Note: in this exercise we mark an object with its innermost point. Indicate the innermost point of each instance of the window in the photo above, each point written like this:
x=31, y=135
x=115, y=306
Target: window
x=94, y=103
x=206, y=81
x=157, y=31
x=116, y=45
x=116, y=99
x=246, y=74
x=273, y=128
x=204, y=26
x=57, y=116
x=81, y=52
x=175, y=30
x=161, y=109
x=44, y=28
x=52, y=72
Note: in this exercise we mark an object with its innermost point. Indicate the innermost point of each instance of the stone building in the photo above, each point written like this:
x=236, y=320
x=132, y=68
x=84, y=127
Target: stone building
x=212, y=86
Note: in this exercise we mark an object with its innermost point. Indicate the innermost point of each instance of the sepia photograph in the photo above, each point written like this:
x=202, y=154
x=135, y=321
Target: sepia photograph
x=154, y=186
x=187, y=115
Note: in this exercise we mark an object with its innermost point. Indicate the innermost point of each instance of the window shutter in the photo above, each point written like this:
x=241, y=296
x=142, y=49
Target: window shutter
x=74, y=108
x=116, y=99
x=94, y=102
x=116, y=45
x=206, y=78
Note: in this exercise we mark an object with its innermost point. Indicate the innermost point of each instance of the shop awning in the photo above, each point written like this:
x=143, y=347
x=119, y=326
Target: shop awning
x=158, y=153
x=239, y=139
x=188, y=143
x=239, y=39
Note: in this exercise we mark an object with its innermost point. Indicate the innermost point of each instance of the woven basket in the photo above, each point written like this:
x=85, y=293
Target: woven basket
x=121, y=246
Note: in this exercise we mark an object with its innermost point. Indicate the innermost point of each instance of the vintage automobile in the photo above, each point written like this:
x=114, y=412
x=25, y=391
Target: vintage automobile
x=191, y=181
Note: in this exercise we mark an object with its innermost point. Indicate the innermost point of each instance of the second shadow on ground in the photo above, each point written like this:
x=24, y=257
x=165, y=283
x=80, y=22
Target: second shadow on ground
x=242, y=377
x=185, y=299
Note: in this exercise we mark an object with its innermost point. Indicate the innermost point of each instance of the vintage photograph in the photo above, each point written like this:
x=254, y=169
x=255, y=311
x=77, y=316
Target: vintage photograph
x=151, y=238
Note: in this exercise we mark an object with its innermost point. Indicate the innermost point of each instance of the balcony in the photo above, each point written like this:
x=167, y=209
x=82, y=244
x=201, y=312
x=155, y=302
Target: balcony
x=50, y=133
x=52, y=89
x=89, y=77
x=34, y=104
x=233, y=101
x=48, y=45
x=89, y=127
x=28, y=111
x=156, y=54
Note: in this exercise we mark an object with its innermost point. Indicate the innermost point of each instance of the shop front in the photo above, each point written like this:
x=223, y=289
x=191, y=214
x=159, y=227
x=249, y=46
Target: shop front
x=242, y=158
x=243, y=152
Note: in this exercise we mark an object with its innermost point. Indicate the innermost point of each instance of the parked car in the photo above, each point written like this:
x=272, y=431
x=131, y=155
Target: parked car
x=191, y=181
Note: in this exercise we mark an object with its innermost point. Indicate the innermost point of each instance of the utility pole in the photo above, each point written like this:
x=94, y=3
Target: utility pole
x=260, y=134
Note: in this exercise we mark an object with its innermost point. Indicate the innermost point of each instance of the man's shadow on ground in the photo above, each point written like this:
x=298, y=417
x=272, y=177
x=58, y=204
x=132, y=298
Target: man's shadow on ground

◆ ◆ ◆ ◆

* **The task**: Copy exactly the line that contains "x=191, y=214" and every line after it through the end of the entries, with nothing added.

* **Result of this exercise**:
x=191, y=214
x=159, y=227
x=249, y=46
Target: shop front
x=242, y=158
x=243, y=152
Note: in this exercise we mark an object with its innermost point. Indicate the innermost point of each instance of the parked car in the photo above, each point written like this:
x=272, y=431
x=131, y=155
Target: parked car
x=191, y=181
Note: in this exercise we mark an object with its innermost point. Indicate the innermost point of each instance of the utility pole in the photo above, each point written like this:
x=94, y=3
Target: utility pole
x=260, y=134
Note: in this exercise we mark an object with its innermost point. Indicate the innermost point of each instance of the man's shadow on ground in the photo above, each point written like this:
x=298, y=417
x=272, y=177
x=58, y=204
x=132, y=298
Target: man's shadow on ground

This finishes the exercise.